Objective: Copy the stretch from the start of the records through the line containing "0,28 -> 161,89", changing "sunset glow" to "evening glow" and keeping everything else the same. Leave the pictures out.

Data for this exercise:
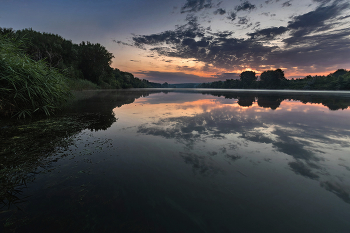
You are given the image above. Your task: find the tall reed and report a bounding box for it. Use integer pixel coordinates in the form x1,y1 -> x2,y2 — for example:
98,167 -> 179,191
0,35 -> 70,118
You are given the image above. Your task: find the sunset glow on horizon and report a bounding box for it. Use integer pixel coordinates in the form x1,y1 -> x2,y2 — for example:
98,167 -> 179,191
0,0 -> 350,84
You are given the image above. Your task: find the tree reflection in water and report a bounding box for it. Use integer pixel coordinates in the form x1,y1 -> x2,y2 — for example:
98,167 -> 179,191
0,90 -> 350,232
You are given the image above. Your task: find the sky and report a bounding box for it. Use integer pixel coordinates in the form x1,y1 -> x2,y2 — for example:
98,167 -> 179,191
0,0 -> 350,83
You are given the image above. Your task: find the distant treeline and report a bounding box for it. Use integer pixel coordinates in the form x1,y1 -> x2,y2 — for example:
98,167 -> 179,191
198,69 -> 350,90
0,28 -> 161,89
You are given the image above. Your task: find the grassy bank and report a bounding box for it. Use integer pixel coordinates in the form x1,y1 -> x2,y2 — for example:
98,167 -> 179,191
0,36 -> 70,118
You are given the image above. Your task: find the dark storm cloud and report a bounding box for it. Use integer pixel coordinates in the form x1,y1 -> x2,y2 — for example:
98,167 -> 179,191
247,27 -> 288,40
136,68 -> 212,83
126,1 -> 350,69
181,0 -> 213,13
227,12 -> 237,21
238,17 -> 249,24
214,8 -> 226,15
282,1 -> 292,7
235,1 -> 256,12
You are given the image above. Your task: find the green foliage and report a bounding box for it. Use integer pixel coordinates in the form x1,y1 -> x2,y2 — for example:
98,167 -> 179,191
0,28 -> 161,90
0,35 -> 70,118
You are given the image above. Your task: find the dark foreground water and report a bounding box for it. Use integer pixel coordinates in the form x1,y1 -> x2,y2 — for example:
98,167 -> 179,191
0,90 -> 350,233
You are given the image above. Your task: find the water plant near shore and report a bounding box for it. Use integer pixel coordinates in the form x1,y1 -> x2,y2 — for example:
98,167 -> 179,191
0,36 -> 70,118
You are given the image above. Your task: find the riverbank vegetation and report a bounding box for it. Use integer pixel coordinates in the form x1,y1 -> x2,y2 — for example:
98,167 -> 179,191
0,36 -> 70,118
0,28 -> 161,118
0,28 -> 160,90
198,69 -> 350,90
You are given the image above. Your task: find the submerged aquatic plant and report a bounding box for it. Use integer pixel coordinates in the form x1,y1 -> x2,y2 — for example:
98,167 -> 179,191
0,35 -> 70,118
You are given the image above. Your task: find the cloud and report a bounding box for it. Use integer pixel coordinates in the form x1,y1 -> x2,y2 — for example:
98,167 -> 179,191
216,73 -> 240,81
214,8 -> 226,15
282,1 -> 292,7
247,27 -> 288,40
235,1 -> 256,12
121,1 -> 350,72
136,70 -> 213,84
181,0 -> 213,13
238,17 -> 249,24
227,12 -> 237,21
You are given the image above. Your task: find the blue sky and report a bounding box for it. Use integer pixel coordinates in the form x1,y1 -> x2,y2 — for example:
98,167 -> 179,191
0,0 -> 350,83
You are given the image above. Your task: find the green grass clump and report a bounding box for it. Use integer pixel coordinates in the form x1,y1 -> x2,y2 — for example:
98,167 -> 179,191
0,35 -> 70,118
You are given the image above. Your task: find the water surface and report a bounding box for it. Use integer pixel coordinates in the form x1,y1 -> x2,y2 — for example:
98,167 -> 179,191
0,90 -> 350,232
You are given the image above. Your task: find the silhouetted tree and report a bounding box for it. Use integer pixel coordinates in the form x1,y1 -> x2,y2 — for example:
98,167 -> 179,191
239,71 -> 257,88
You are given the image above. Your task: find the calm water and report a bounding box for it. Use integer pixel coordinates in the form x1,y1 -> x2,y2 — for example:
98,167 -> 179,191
0,90 -> 350,233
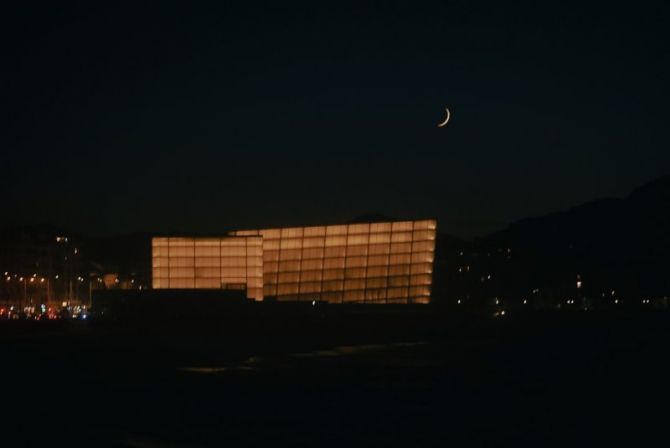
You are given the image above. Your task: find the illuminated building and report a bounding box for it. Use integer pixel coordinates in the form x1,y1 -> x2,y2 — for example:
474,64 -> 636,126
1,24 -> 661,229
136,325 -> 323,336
152,220 -> 436,303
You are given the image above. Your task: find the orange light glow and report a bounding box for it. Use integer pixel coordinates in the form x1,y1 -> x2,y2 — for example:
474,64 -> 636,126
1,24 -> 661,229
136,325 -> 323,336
152,220 -> 437,303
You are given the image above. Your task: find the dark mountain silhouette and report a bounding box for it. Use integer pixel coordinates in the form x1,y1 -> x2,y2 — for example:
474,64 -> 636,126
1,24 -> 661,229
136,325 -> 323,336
478,176 -> 670,296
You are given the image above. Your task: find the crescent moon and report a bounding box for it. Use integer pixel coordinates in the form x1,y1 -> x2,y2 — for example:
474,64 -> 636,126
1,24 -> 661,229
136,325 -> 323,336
437,107 -> 451,128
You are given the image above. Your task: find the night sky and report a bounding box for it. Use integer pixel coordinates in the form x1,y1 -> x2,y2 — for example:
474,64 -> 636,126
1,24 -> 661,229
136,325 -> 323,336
0,1 -> 670,237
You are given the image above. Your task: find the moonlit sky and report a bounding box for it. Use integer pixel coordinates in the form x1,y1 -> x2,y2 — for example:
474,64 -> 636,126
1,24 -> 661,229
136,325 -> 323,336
0,1 -> 670,237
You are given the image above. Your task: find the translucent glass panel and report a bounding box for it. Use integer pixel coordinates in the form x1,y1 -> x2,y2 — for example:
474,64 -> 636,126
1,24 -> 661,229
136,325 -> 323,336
151,236 -> 263,300
231,220 -> 437,303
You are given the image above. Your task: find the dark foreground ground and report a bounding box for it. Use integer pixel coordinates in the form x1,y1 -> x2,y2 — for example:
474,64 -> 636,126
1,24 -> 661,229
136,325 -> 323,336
0,312 -> 670,447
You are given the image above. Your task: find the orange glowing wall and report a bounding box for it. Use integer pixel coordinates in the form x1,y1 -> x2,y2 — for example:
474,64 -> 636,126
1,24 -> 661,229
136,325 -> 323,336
231,220 -> 437,303
151,236 -> 263,300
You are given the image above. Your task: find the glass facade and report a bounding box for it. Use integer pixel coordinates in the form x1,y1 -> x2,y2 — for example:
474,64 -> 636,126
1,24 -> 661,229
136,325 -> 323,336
152,220 -> 437,303
151,236 -> 263,300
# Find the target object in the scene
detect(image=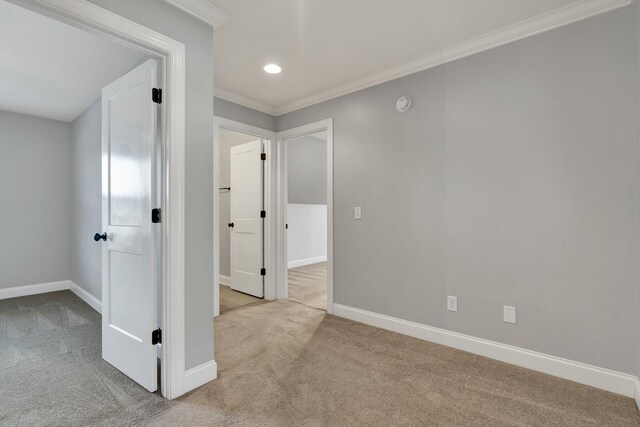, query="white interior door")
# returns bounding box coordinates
[102,60,158,391]
[229,140,264,298]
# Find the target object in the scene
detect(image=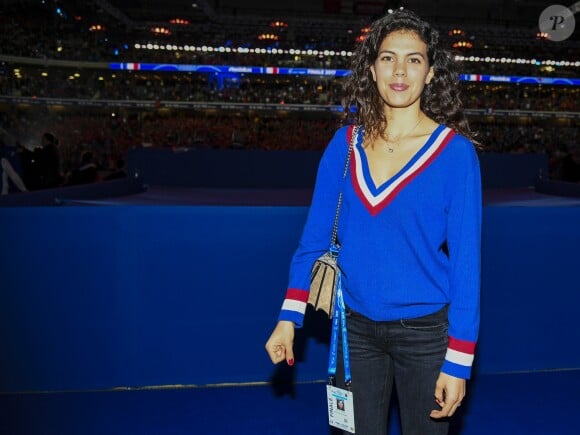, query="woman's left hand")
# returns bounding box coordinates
[430,373,466,418]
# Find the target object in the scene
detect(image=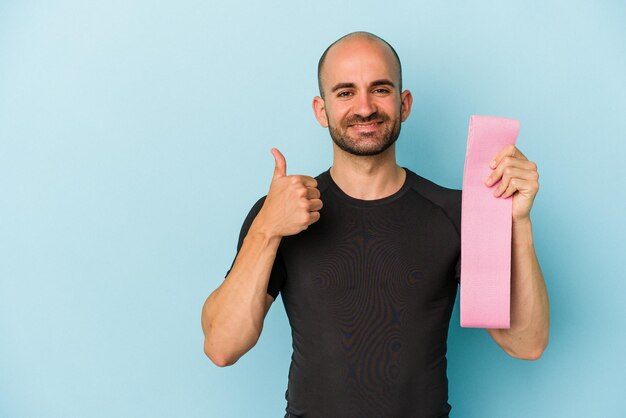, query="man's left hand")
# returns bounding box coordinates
[485,145,539,222]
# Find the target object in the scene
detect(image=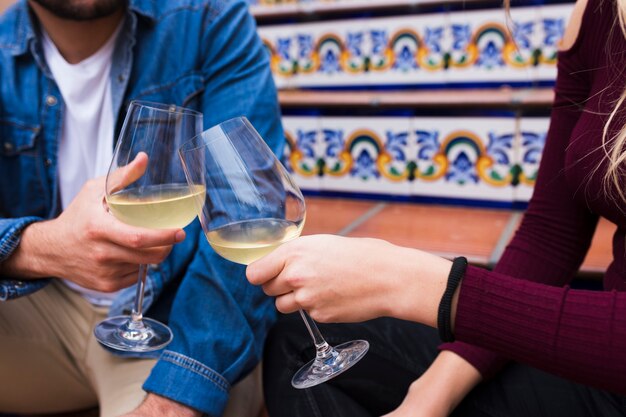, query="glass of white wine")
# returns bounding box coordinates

Exercise answer:
You are given the image above. Your task: find the tall reed and report a bounding box for it. Use integer pixel coordinates in the form x1,y1 -> x2,y2 — for example:
98,167 -> 179,191
0,35 -> 70,118
You are given the image above. Your task: find the evening glow on horizon and report a bounding box for it. Use integer pixel coordinates in the form x1,y1 -> x2,y2 — for example:
98,167 -> 179,191
0,0 -> 350,84
You are given the image above. Your task: find the tree reflection in water and report a bounding box for it. Use integer pixel coordinates in the form x1,y1 -> x2,y2 — for example:
98,167 -> 179,191
0,90 -> 350,232
You are given the image above. Your task: find the sky and report a bounding box for it. Use integer pixel coordinates in the form x1,y1 -> x2,y2 — for example:
98,167 -> 179,191
0,0 -> 350,83
You are given the image above. Your task: find the distant treeline and report a bounding box for it. Use integer pixel coordinates in the form x1,y1 -> x2,y2 — for example:
98,167 -> 179,191
198,69 -> 350,90
0,28 -> 161,89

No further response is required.